# REQUIRED TASK 1
Count the lines of the records below that contain the word "cargo", and give only that number.

# SUPPLIED TEXT
>> START
Skip to content

PyTorch Tensor subclasses and protocols for NumPy interoperability #22402

@rgommers

Description

@rgommers

🚀 Feature

This is a description of several related features that are best considered together.

  1. Allow subclassing Tensor and propagating subclass instances correctly with torch functions, operators, using views/slices/etc.
  2. Support the NumPy array protocols
  3. Allow other libraries to reuse the PyTorch API via a similar method as NumPy uses

Motivation

This issue/document is motivated by the attempts in PyTorch PR 17249 and follow-up PRs 18610, 22235 and 22247 to make torch.Tensor subclasses interact better with NumPy and Torch functions. Currently (June 2019), Tensor subclassing is not yet supported and while PyTorch in many cases follows the NumPy API, direct interoperability is limited (instead one needs to explicitly convert between torch.Tensor and numpy.ndarray).
>> END
# REQUIRED TASK 2
Reproduce word for word the passage of the PyTorch feature description above, from "This is a description" to "torch.Tensor and numpy.ndarray).".

Region annotation entries:
>> START
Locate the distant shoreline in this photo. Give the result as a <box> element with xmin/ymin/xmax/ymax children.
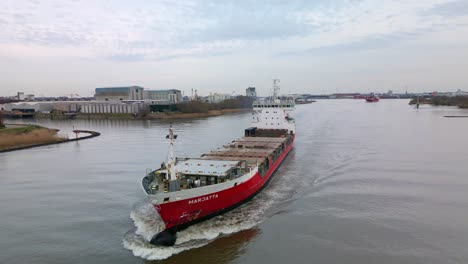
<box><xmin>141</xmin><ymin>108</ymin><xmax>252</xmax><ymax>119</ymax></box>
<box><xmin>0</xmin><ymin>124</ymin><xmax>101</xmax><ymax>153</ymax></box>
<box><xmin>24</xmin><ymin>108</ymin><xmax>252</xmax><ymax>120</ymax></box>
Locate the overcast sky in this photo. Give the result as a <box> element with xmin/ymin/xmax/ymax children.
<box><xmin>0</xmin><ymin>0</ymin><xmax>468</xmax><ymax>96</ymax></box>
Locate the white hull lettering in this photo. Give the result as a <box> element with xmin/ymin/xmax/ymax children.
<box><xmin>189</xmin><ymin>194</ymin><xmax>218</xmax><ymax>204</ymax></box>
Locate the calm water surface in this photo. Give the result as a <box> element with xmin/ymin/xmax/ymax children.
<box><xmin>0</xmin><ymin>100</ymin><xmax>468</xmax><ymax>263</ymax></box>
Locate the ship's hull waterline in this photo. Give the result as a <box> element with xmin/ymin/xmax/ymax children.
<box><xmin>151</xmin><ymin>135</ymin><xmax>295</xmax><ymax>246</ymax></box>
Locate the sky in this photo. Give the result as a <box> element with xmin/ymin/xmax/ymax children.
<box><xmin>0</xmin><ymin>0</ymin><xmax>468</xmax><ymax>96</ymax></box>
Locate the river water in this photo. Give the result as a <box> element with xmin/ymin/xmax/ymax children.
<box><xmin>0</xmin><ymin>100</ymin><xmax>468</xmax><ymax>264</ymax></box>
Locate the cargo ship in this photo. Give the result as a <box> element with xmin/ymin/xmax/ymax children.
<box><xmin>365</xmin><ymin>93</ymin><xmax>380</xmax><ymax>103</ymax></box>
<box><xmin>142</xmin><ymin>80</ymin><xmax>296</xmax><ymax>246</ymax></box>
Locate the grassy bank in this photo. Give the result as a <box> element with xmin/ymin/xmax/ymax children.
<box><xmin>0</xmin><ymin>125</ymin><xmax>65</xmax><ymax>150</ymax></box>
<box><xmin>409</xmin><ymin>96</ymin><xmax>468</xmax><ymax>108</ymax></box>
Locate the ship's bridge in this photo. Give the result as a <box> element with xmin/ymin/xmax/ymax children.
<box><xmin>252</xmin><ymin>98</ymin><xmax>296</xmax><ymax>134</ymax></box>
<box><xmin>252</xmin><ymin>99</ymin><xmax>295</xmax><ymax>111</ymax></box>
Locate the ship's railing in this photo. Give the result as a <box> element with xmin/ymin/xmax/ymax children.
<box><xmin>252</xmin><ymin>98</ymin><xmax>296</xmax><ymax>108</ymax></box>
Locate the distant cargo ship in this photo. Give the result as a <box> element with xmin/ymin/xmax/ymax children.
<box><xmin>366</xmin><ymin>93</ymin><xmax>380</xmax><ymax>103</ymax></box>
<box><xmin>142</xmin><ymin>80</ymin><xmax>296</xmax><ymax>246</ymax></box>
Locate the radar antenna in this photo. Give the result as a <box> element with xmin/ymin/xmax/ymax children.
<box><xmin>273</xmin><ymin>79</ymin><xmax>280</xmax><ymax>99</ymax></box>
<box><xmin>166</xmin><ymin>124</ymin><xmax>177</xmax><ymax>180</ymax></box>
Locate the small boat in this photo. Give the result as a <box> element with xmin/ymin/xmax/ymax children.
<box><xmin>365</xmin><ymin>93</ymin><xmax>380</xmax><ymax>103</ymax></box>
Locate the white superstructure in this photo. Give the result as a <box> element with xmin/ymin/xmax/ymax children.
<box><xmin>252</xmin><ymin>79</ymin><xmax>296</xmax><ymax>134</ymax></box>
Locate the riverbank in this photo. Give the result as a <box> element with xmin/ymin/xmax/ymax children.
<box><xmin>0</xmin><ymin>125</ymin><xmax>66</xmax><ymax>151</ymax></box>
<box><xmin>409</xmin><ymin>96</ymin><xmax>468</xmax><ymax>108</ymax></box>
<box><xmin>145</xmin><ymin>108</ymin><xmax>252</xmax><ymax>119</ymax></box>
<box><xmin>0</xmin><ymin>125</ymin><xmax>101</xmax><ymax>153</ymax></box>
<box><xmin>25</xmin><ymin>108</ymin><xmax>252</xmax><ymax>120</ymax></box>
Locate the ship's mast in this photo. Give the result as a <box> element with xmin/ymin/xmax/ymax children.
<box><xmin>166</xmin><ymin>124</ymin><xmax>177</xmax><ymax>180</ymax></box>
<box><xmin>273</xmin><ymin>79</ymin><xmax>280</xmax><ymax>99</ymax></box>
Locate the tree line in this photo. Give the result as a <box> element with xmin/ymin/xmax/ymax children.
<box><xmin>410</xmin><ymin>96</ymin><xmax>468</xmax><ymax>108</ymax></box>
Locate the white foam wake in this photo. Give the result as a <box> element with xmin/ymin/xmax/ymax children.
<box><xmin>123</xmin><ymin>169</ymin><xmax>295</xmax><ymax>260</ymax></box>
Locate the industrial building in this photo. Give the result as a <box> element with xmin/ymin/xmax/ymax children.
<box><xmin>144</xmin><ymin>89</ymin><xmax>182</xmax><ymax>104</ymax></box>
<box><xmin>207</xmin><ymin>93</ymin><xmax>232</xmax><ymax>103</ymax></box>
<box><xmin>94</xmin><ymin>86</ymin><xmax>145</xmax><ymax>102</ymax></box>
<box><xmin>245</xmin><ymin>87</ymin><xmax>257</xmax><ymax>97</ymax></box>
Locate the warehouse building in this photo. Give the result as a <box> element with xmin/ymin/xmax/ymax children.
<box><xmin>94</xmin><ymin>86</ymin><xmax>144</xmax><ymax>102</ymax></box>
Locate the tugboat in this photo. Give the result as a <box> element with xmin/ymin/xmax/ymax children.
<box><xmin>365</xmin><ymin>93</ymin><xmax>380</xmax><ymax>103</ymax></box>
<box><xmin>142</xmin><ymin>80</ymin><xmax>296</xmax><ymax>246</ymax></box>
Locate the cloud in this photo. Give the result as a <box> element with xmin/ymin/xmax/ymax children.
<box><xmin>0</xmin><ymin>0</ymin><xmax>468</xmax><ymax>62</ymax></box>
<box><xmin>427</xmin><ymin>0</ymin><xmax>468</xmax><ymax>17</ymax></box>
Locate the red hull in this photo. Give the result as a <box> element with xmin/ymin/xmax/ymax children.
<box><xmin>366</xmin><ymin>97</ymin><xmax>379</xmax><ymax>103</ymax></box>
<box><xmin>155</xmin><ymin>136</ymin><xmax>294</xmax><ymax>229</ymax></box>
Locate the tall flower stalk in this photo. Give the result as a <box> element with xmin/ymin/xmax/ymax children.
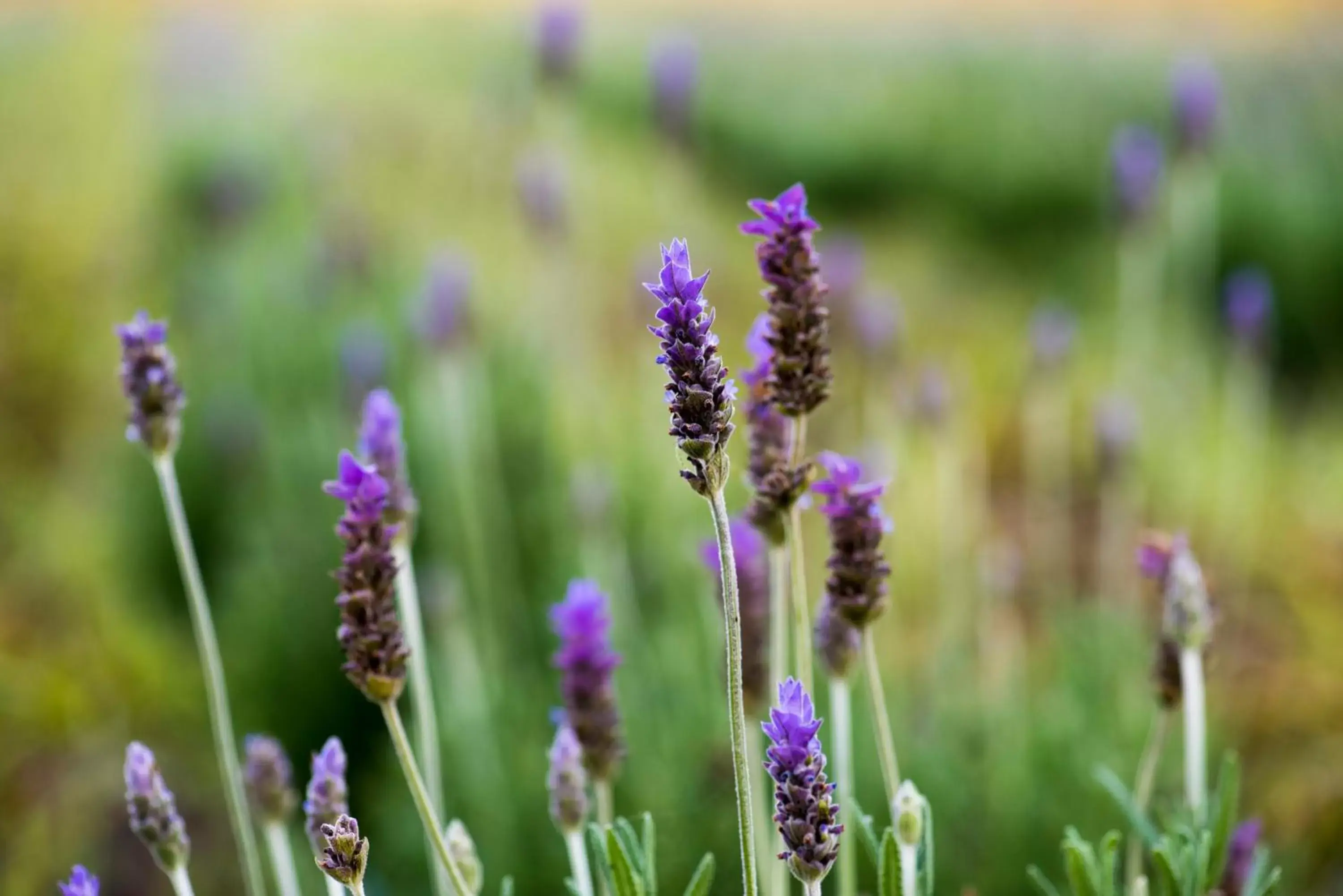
>> END
# EXERCISE ANSWER 1
2

# EXERCISE ANSWER 2
This is a description of several related features that are best considered together.

  1. Allow subclassing Tensor and propagating subclass instances correctly with torch functions, operators, using views/slices/etc.
  2. Support the NumPy array protocols
  3. Allow other libraries to reuse the PyTorch API via a similar method as NumPy uses

Motivation

This issue/document is motivated by the attempts in PyTorch PR 17249 and follow-up PRs 18610, 22235 and 22247 to make torch.Tensor subclasses interact better with NumPy and Torch functions. Currently (June 2019), Tensor subclassing is not yet supported and while PyTorch in many cases follows the NumPy API, direct interoperability is limited (instead one needs to explicitly convert between torch.Tensor and numpy.ndarray).